**Task requirements:** Return each line of the listing below, unchanged, and omit the images.

+++ Supplied records

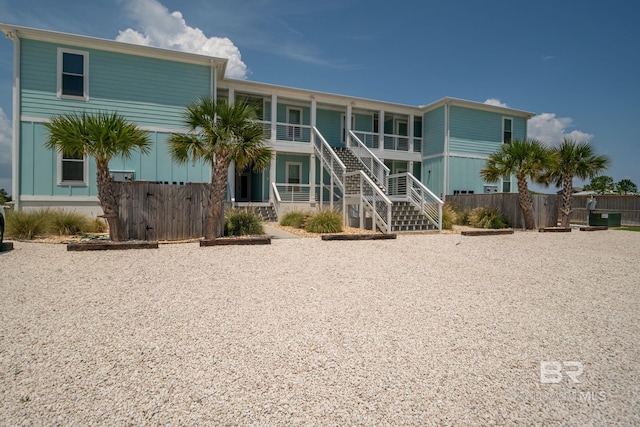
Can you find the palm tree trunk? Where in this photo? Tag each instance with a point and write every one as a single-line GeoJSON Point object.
{"type": "Point", "coordinates": [526, 204]}
{"type": "Point", "coordinates": [108, 202]}
{"type": "Point", "coordinates": [567, 195]}
{"type": "Point", "coordinates": [213, 227]}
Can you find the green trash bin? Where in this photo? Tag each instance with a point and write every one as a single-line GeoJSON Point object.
{"type": "Point", "coordinates": [607, 219]}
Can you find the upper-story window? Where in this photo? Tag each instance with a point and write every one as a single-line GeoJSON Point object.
{"type": "Point", "coordinates": [507, 129]}
{"type": "Point", "coordinates": [73, 74]}
{"type": "Point", "coordinates": [72, 169]}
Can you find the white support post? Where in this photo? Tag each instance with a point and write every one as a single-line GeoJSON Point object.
{"type": "Point", "coordinates": [312, 179]}
{"type": "Point", "coordinates": [381, 130]}
{"type": "Point", "coordinates": [274, 117]}
{"type": "Point", "coordinates": [272, 178]}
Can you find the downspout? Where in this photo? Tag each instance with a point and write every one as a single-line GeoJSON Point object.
{"type": "Point", "coordinates": [445, 181]}
{"type": "Point", "coordinates": [15, 161]}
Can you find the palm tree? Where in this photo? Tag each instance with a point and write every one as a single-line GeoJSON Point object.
{"type": "Point", "coordinates": [573, 159]}
{"type": "Point", "coordinates": [524, 159]}
{"type": "Point", "coordinates": [219, 133]}
{"type": "Point", "coordinates": [103, 136]}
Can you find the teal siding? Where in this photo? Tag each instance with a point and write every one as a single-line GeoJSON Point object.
{"type": "Point", "coordinates": [465, 175]}
{"type": "Point", "coordinates": [328, 123]}
{"type": "Point", "coordinates": [479, 132]}
{"type": "Point", "coordinates": [433, 140]}
{"type": "Point", "coordinates": [432, 174]}
{"type": "Point", "coordinates": [150, 92]}
{"type": "Point", "coordinates": [281, 167]}
{"type": "Point", "coordinates": [38, 167]}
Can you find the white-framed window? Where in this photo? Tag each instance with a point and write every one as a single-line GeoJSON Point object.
{"type": "Point", "coordinates": [293, 175]}
{"type": "Point", "coordinates": [73, 170]}
{"type": "Point", "coordinates": [73, 74]}
{"type": "Point", "coordinates": [343, 126]}
{"type": "Point", "coordinates": [294, 117]}
{"type": "Point", "coordinates": [507, 130]}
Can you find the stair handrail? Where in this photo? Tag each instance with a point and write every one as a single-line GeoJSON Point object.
{"type": "Point", "coordinates": [276, 199]}
{"type": "Point", "coordinates": [377, 202]}
{"type": "Point", "coordinates": [328, 156]}
{"type": "Point", "coordinates": [418, 195]}
{"type": "Point", "coordinates": [378, 169]}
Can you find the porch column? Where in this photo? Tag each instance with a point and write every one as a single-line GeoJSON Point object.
{"type": "Point", "coordinates": [272, 178]}
{"type": "Point", "coordinates": [231, 182]}
{"type": "Point", "coordinates": [411, 134]}
{"type": "Point", "coordinates": [347, 124]}
{"type": "Point", "coordinates": [274, 117]}
{"type": "Point", "coordinates": [312, 179]}
{"type": "Point", "coordinates": [381, 130]}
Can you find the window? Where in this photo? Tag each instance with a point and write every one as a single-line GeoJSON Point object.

++++++

**Answer to this exercise:**
Can you find the palm tree trunk? Where in this photo? Tag each instance with a point and write every one as a single-line GeoJSON Point object.
{"type": "Point", "coordinates": [526, 204]}
{"type": "Point", "coordinates": [108, 202]}
{"type": "Point", "coordinates": [567, 195]}
{"type": "Point", "coordinates": [213, 227]}
Can you find the green trash bin? Where in this photo? Tag each instance with a point and write every one as a single-line GeoJSON Point object.
{"type": "Point", "coordinates": [607, 219]}
Can you find the upper-story window? Where in this photo? Tag each instance with a point and write every one as a single-line GeoJSON Point object.
{"type": "Point", "coordinates": [507, 129]}
{"type": "Point", "coordinates": [73, 74]}
{"type": "Point", "coordinates": [72, 169]}
Can you find the white support post? Where in this photo? Tag each instance with a point and write every one as a single-line GeoJSON Point object.
{"type": "Point", "coordinates": [312, 179]}
{"type": "Point", "coordinates": [381, 130]}
{"type": "Point", "coordinates": [274, 117]}
{"type": "Point", "coordinates": [272, 178]}
Can you find the downspout? Where in this photo? Tag each instance with a point and write every one as a single-line GeoJSON Point object.
{"type": "Point", "coordinates": [445, 181]}
{"type": "Point", "coordinates": [15, 161]}
Can you find the palm tree? Where in this photo? Tag each instance with a point and write every one as a single-line GeoJSON Point object.
{"type": "Point", "coordinates": [573, 159]}
{"type": "Point", "coordinates": [524, 159]}
{"type": "Point", "coordinates": [219, 133]}
{"type": "Point", "coordinates": [103, 136]}
Can you find the teal siding? Where in this photo? Tag each instance with a point and write every one as a single-line GeoJSON Point object.
{"type": "Point", "coordinates": [465, 175]}
{"type": "Point", "coordinates": [328, 123]}
{"type": "Point", "coordinates": [479, 132]}
{"type": "Point", "coordinates": [433, 140]}
{"type": "Point", "coordinates": [432, 174]}
{"type": "Point", "coordinates": [150, 92]}
{"type": "Point", "coordinates": [281, 167]}
{"type": "Point", "coordinates": [38, 167]}
Can you find the white-framed window? Where in this photo? Tag each instance with a point and write every one as a single-line GeoJSON Point object.
{"type": "Point", "coordinates": [293, 175]}
{"type": "Point", "coordinates": [73, 170]}
{"type": "Point", "coordinates": [73, 74]}
{"type": "Point", "coordinates": [343, 126]}
{"type": "Point", "coordinates": [294, 117]}
{"type": "Point", "coordinates": [507, 130]}
Can you find the stair handrail? Where in this photo? Tag each instance with a point and write every one as a single-line GeoJSON Point object.
{"type": "Point", "coordinates": [276, 199]}
{"type": "Point", "coordinates": [377, 202]}
{"type": "Point", "coordinates": [328, 156]}
{"type": "Point", "coordinates": [418, 195]}
{"type": "Point", "coordinates": [378, 169]}
Can you find the porch column? Where in this photo? Tag each instance with a point and write every one as a single-line GeoJSON Point object.
{"type": "Point", "coordinates": [272, 178]}
{"type": "Point", "coordinates": [231, 182]}
{"type": "Point", "coordinates": [411, 134]}
{"type": "Point", "coordinates": [347, 124]}
{"type": "Point", "coordinates": [274, 117]}
{"type": "Point", "coordinates": [312, 179]}
{"type": "Point", "coordinates": [381, 130]}
Can you find the window? Where in this photo? Tag each instance with a point and write every one as a single-line GeoJSON Point object.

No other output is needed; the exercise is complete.